> Compiti scritti:
1 - Ricopia dal brano su Malefica e le fiabe la parte che si apre con le parole "L'incontro casuale tra" e si chiude con "durante che dopo.".
2 - Rispondi a queste domande sul brano su Malefica e le fiabe:
(a) Come si chiama il giovane che Malefica incontra per caso?
(b) Oltre ai Disney, che cosa viene ricordato dall'infanzia come mezzo per conoscere i Classici per bambini?
(c) Quali due titoli vengono citati come esempi?
3 - Continua il brano su Malefica e le fiabe partendo dopo la sua ultima frase.

++++ Brano scelto ++++

L'incontro casuale tra la stessa Malefica ed il giovane Stefano darà inizio ad una serie di eventi che nessuno dei due potrà davvero prevedere, e che avrà ripercussioni così grandi da scuotere le fondamenta dei due lati del confine.








Le fiabe, nel corso delle ultime due o tre stagioni, devono proprio aver avuto un brutto effetto, su Cinema e TV, di quelli simili alle sbronze che ti prendono male, pronte a farti pentire di tutto e del contrario di tutto sia durante che dopo.
Ricordo che, da bambino, Disney o audiocassette che fossero - le collane da edicola, in questo senso, erano pressochè perfette -, i Classici della Letteratura per bambini regalavano al sottoscritto emozioni e brividi che ancora oggi sento sulla pelle, che si parlasse di avventure, storie d'amore, pentimento, riscatto o puro e semplice terrore, da Il canto di natale a La bella e la bestia: le fiabe avevano qualcosa di magico a partire dalla loro semplicità, pronta spesso e volentieri a celare una profondità decisamente maggiore, nonchè specchio di una realtà scomoda interpretata dai loro autori in modo da dimenticare, probabilmente, ansie e zone d'ombra.

++++ Materiale fornito ++++

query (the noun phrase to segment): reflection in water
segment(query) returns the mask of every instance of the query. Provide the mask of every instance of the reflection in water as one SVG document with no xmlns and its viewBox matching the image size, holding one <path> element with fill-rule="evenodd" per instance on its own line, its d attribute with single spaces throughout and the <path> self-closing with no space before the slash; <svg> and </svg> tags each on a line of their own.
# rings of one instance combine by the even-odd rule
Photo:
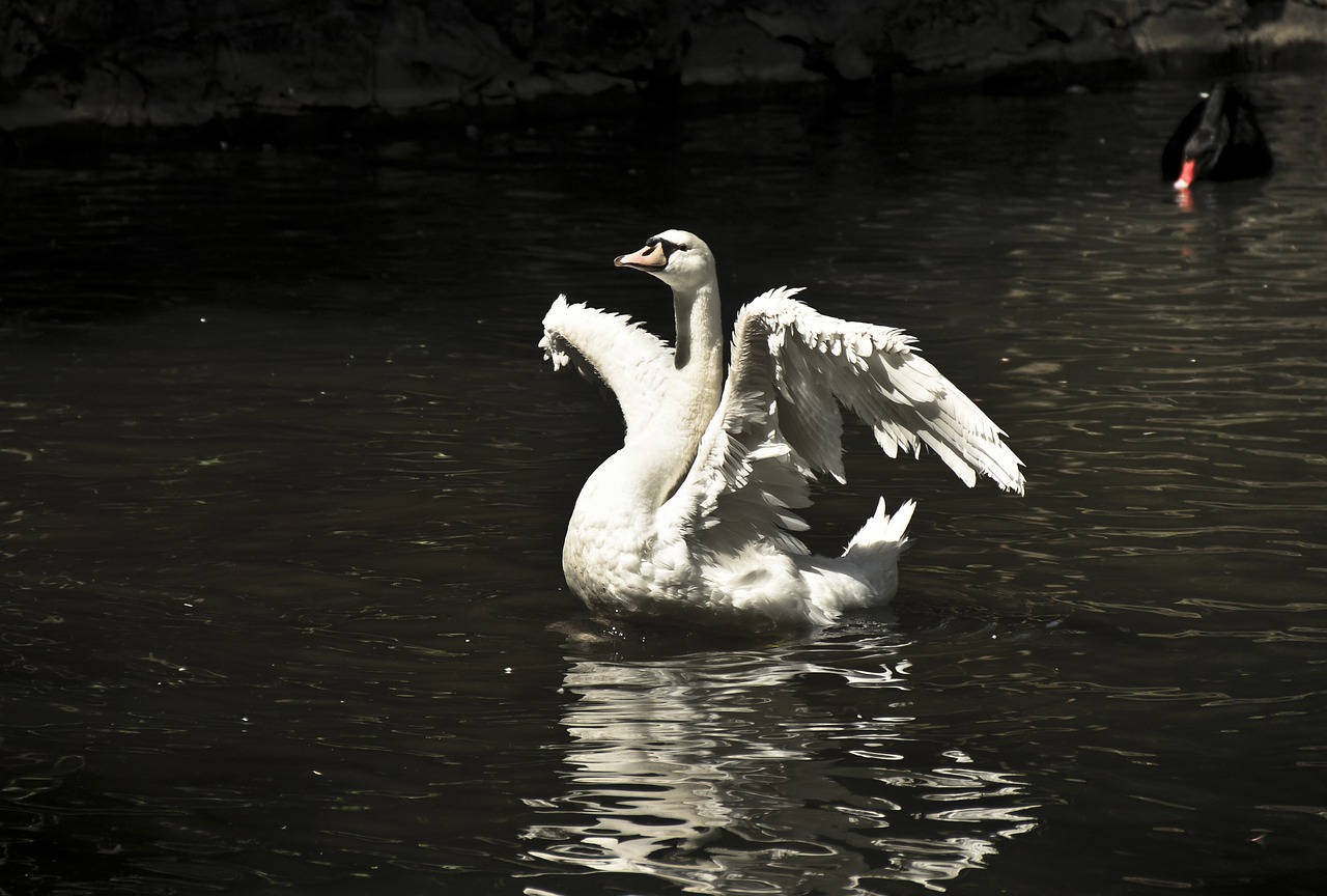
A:
<svg viewBox="0 0 1327 896">
<path fill-rule="evenodd" d="M 528 855 L 695 893 L 943 889 L 1035 806 L 1019 775 L 926 739 L 904 646 L 573 661 L 569 790 Z"/>
</svg>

++++

> Risposte per compito:
1 -
L'incontro casuale tra la stessa Malefica ed il giovane Stefano darà inizio ad una serie di eventi che nessuno dei due potrà davvero prevedere, e che avrà ripercussioni così grandi da scuotere le fondamenta dei due lati del confine.








Le fiabe, nel corso delle ultime due o tre stagioni, devono proprio aver avuto un brutto effetto, su Cinema e TV, di quelli simili alle sbronze che ti prendono male, pronte a farti pentire di tutto e del contrario di tutto sia durante che dopo.

2 -
(a) Stefano.
(b) Le audiocassette.
(c) Il canto di natale e La bella e la bestia.

3 -
Poi, con l'avvento del colosso Disney, tutti parvero di colpo dimenticarsi di un certo tipo di atmosfera almeno fino ad una manciata di stagiorni or sono, quando da Gilliam alla serie Once upon a time il mondo dei Grimm e soci venne rispolverato e riadattato alla "modernità": con l'onda lunga generata da questo fenomeno, spesso e volentieri l'associazione alle favole è stata, per il sottoscritto ed il Saloon, una garanzia praticamente assoluta di schifezza pronta ad essere gustata e a prenotare un posto d'onore tra i dieci film in lizza per il Ford Award dedicato al peggio dell'anno, che si parlasse di Biancaneve, Hansel e Gretel o, per l'appunto, La bella addormentata.
Non è da meno a questa schiera Maleficent, proposta della grande D come peggio si potrebbe intendere, buona giusto per gli incassi stratosferici da weekend di pubblico occasionale preparata per pacificare non solo le famiglie in visita alla sala, ma anche il destino di quella che era una delle bad girls più interessanti prodotte dagli Studios del mitico Walt, perfetta nello scagliare la maledizione dell'arcolaio - che, ricordo, da piccolo mi inquietava parecchio nella sua ineluttabilità - trasformata in una sorta di zia figa che pare strana ma alla fine è pronta a tornare buona buona davanti al focolare ad uso e consumo di una delle Angelina Jolie peggiori di sempre, in grado di battagliare perfino con la sua controparte del terrificante The Tourist.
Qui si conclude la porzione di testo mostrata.